▶ Records for this exercise:
= = = =
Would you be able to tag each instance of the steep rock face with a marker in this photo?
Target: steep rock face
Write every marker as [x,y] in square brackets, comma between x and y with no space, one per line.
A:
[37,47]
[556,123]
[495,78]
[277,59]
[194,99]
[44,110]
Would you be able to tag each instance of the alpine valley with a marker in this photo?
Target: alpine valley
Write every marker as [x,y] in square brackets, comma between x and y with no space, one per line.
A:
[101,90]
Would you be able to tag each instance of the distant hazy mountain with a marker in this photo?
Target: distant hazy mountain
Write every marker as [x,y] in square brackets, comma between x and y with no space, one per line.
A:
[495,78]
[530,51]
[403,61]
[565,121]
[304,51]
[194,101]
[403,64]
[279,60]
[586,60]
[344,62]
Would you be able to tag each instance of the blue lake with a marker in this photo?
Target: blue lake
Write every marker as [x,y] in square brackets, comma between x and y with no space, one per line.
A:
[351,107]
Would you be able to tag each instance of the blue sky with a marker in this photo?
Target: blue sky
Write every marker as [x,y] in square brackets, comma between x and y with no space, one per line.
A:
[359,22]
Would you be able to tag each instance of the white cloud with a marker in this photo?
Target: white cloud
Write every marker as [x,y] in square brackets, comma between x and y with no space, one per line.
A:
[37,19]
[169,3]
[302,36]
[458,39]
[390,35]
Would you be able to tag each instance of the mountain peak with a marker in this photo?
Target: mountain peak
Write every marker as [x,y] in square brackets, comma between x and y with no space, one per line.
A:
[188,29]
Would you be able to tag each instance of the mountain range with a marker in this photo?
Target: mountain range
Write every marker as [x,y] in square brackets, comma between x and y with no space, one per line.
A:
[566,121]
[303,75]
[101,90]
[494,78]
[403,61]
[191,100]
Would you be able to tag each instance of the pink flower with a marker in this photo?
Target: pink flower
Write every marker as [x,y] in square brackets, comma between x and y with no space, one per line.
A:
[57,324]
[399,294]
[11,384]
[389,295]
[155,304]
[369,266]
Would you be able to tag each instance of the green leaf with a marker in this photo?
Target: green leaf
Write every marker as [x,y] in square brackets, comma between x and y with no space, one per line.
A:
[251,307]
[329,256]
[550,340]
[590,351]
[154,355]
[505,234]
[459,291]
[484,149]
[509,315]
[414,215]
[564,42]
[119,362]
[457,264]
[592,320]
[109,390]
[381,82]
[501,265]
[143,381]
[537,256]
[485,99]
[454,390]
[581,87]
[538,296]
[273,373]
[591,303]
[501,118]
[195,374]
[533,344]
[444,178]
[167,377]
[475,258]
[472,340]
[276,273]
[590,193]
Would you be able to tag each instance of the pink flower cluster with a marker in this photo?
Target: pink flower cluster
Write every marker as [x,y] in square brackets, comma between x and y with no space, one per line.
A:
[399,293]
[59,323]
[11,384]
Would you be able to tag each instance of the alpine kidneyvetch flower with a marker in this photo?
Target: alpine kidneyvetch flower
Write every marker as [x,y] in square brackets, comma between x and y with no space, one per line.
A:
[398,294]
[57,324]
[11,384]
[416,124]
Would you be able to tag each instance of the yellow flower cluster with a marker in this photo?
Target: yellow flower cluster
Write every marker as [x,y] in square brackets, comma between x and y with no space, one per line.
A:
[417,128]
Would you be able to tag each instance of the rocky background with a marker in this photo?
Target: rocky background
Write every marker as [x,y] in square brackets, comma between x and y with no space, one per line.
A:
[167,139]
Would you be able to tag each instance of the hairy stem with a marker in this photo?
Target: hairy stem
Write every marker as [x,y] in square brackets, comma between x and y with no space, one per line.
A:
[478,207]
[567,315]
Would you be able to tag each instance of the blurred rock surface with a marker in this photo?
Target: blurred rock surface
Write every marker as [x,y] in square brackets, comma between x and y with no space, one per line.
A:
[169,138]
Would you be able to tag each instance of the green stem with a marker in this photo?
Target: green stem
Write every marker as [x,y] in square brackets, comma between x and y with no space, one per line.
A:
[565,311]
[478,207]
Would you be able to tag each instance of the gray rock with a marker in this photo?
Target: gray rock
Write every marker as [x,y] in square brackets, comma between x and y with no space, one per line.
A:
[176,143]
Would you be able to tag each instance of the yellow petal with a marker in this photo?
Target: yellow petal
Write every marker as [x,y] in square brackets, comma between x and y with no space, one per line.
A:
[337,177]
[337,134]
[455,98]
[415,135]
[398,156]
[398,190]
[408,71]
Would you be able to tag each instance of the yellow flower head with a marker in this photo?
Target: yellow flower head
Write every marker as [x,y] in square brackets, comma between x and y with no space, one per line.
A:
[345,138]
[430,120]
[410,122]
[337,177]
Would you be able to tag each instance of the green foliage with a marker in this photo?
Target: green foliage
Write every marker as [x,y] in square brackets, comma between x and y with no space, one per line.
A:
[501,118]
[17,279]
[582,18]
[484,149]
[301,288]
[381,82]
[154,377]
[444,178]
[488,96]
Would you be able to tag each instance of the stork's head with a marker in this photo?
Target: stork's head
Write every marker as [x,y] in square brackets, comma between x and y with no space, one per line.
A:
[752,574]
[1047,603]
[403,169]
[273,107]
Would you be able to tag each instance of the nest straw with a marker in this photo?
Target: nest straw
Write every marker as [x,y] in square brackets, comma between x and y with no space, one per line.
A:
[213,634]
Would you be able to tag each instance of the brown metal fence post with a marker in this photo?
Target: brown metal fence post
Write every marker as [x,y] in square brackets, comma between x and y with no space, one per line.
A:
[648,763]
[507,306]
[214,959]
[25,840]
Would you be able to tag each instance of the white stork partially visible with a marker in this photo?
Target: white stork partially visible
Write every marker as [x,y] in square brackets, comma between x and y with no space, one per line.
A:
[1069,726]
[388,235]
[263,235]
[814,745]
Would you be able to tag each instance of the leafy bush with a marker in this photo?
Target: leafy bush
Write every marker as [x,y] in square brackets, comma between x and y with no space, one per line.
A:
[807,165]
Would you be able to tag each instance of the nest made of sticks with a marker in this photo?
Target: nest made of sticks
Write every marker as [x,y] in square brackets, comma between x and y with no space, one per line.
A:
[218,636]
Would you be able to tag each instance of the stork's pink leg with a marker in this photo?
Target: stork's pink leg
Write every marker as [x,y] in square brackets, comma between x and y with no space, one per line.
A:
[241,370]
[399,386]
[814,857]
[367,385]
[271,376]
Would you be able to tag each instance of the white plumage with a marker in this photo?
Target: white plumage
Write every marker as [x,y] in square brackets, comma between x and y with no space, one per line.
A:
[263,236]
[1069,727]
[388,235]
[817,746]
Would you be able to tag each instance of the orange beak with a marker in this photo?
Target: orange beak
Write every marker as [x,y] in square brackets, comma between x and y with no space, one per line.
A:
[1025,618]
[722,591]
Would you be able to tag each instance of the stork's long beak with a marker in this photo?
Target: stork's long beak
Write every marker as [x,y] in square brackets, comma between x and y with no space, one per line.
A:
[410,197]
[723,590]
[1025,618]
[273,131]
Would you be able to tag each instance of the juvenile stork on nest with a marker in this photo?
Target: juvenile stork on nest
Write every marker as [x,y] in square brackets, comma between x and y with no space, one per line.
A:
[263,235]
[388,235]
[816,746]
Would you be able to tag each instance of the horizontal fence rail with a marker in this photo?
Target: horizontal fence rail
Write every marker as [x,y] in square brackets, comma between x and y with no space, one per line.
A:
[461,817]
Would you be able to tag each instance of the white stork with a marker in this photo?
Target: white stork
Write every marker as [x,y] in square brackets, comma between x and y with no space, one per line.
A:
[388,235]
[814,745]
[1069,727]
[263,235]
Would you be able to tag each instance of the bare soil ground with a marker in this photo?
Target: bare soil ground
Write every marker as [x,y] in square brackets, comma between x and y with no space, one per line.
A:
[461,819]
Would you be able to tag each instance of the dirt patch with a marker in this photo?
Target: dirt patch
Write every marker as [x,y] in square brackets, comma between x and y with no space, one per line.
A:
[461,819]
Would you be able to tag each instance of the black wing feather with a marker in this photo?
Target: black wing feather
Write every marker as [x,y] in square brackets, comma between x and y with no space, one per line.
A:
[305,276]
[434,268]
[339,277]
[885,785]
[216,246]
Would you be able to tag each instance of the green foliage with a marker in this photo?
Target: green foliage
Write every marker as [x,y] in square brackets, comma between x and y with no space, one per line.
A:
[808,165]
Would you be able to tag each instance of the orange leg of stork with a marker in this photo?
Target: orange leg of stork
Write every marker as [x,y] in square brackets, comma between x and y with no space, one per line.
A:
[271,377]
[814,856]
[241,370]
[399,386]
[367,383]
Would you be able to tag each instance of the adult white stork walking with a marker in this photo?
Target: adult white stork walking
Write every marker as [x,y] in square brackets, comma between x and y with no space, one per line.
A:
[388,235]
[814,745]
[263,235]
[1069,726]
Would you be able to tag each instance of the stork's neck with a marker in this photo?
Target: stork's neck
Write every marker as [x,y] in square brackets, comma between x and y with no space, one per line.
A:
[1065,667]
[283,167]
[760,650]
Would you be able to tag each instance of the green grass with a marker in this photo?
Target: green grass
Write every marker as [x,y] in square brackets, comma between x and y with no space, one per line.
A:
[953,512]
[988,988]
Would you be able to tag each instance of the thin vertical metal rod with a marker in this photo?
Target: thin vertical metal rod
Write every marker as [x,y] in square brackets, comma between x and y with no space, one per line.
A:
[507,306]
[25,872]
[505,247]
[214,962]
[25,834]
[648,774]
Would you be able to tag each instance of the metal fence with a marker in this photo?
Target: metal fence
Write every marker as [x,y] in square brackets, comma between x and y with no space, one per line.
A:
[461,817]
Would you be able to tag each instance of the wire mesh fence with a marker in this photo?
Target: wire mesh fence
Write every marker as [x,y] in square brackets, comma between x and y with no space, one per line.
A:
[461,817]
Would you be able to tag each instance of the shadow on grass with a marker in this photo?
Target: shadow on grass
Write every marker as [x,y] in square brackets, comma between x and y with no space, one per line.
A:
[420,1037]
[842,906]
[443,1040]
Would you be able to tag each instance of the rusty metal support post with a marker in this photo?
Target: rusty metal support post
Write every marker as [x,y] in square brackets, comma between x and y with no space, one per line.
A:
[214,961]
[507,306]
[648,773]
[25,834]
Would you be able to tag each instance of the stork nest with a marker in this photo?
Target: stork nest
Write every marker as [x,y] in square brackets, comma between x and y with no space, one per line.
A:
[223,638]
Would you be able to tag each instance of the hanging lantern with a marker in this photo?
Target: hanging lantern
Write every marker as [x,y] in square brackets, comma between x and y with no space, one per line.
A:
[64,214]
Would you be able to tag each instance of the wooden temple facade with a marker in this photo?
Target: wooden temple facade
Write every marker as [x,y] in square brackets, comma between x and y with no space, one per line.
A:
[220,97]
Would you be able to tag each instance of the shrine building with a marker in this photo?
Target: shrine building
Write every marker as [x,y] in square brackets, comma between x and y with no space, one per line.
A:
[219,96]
= = = =
▶ What the exercise asks:
Copy out the entries above exactly as given, starting at the top and ending with the line containing "Target: alpine valley"; include both and nothing more.

▶ Final answer:
Would you be able to tag each instance of the steep rock face with a marker in this photo?
Target: steep rock face
Write every marker as [x,y] in square brackets, comma between x and y with no space, one per line.
A:
[37,47]
[556,123]
[495,78]
[277,59]
[194,99]
[44,110]
Would you be able to tag each instance of the alpine valley with a marker in this photo?
Target: alpine valley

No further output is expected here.